------ Material provided ------

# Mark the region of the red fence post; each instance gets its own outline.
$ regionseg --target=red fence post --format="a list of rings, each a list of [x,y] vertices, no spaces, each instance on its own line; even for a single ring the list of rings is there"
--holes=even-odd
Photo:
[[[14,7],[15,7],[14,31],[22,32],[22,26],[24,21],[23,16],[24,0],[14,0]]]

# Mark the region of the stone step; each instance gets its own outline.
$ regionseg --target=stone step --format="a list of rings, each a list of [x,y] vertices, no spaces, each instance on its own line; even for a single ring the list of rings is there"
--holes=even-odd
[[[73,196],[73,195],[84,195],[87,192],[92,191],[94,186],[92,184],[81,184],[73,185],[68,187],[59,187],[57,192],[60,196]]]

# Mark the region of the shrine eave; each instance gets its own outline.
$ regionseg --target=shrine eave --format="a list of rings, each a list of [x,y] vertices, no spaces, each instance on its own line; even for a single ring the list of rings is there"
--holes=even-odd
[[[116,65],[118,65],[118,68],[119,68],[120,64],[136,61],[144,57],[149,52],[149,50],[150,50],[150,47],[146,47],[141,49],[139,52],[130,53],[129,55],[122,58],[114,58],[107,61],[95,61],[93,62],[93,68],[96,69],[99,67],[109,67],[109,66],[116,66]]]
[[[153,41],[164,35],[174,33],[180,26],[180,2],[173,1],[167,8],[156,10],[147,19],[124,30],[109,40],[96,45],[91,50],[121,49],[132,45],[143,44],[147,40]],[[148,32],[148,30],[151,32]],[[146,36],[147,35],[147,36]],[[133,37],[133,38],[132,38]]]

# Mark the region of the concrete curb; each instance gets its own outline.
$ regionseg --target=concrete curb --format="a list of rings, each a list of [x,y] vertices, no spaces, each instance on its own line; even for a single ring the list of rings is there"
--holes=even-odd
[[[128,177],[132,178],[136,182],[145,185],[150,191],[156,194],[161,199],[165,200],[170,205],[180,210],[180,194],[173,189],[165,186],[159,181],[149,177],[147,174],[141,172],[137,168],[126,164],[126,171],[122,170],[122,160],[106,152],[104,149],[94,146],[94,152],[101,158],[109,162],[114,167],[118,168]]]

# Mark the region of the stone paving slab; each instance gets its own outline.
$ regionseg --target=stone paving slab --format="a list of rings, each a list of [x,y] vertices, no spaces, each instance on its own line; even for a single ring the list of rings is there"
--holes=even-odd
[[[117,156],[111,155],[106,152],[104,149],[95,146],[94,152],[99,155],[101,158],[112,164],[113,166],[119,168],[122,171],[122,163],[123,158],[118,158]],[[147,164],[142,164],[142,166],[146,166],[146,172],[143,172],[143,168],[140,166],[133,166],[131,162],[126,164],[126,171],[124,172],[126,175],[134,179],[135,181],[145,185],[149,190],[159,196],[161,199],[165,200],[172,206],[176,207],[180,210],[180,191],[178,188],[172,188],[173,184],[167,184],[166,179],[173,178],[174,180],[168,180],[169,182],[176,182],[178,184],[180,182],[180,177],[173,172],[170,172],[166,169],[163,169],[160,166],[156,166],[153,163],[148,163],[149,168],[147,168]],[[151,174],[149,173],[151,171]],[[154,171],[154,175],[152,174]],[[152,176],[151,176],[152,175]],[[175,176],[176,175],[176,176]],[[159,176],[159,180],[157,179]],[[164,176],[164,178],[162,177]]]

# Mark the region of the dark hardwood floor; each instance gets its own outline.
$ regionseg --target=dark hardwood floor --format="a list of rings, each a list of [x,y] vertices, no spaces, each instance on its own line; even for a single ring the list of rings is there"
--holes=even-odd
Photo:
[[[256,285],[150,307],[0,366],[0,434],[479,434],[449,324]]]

------

Retype all of the entries precisely as they are.

→ **Solution to the exercise**:
# Mark the region of the red fence post; each instance gets its own outline.
$ regionseg --target=red fence post --format="a list of rings, each a list of [x,y] vertices, no spaces, each instance on its own line; even for a single ring the list of rings is there"
--holes=even-odd
Photo:
[[[14,7],[15,7],[14,31],[22,32],[22,26],[24,21],[23,16],[24,0],[14,0]]]

# Mark the region of the stone step; each instance gets its own outline.
$ regionseg --target=stone step --format="a list of rings, each a list of [x,y] vertices, no spaces, each instance on its own line; even for a single ring the list of rings is there"
--holes=even-odd
[[[73,196],[73,195],[84,195],[87,192],[92,191],[94,186],[92,184],[81,184],[73,185],[68,187],[59,187],[57,192],[60,196]]]

# Mark the region of the shrine eave; each instance gets its own outline.
$ regionseg --target=shrine eave --format="a list of rings, each a list of [x,y] vertices, no spaces, each instance on its own line; even for a single ring the list of rings is there"
--holes=even-odd
[[[116,65],[118,65],[118,68],[119,68],[120,64],[136,61],[144,57],[149,52],[149,50],[150,50],[150,47],[146,47],[141,49],[139,52],[130,53],[129,55],[122,58],[114,58],[107,61],[95,61],[93,62],[93,68],[96,69],[99,67],[109,67],[109,66],[116,66]]]
[[[153,41],[164,35],[174,33],[180,26],[180,2],[173,1],[167,8],[156,10],[147,19],[124,30],[109,40],[96,45],[91,50],[121,49],[132,45],[143,44],[147,40]],[[148,32],[148,30],[151,32]],[[146,36],[147,35],[147,36]],[[133,37],[133,38],[132,38]]]

# Mark the region of the concrete curb; each instance gets its own outline.
$ regionseg --target=concrete curb --format="a list of rings, each a list of [x,y] vertices, no spaces, each instance on its own line; even for a single ring the list of rings is there"
--holes=even-odd
[[[128,177],[132,178],[136,182],[145,185],[150,191],[156,194],[161,199],[165,200],[170,205],[180,210],[180,194],[173,189],[165,186],[159,181],[149,177],[147,174],[141,172],[137,168],[126,164],[126,171],[122,170],[122,160],[106,152],[104,149],[94,146],[94,152],[101,158],[109,162],[114,167],[118,168]]]

# Mark the region of the stone paving slab; each instance gets its own outline.
$ regionseg --target=stone paving slab --format="a list of rings, each a list of [x,y] vertices, no spaces, each instance on its own line; even for a single ring the list of rings is there"
--holes=even-odd
[[[117,156],[111,155],[106,152],[104,149],[95,146],[94,152],[99,155],[101,158],[112,164],[113,166],[119,168],[122,171],[122,163],[123,158],[118,158]],[[147,164],[142,164],[142,166],[146,166],[146,172],[143,172],[143,168],[140,166],[133,166],[131,162],[126,164],[126,171],[124,172],[126,175],[134,179],[135,181],[145,185],[149,190],[159,196],[161,199],[165,200],[172,206],[176,207],[180,210],[180,191],[178,188],[172,188],[173,184],[167,184],[166,179],[173,178],[174,180],[168,180],[169,182],[176,182],[178,184],[180,182],[180,177],[173,172],[170,172],[166,169],[163,169],[160,166],[156,166],[153,163],[148,163],[149,168],[147,168]],[[151,174],[149,173],[151,171]],[[154,171],[154,175],[152,174]],[[152,176],[151,176],[152,175]],[[175,176],[176,175],[176,176]],[[159,176],[159,180],[157,179]],[[164,176],[164,178],[162,177]]]

# Mark the region of the dark hardwood floor; each instance gets its own outline.
$ regionseg --target=dark hardwood floor --format="a list of rings, each a list of [x,y] vertices, no spaces, each instance on its own line; even for a single ring the list of rings is there"
--holes=even-odd
Photo:
[[[256,285],[150,307],[0,366],[0,434],[479,434],[449,324]]]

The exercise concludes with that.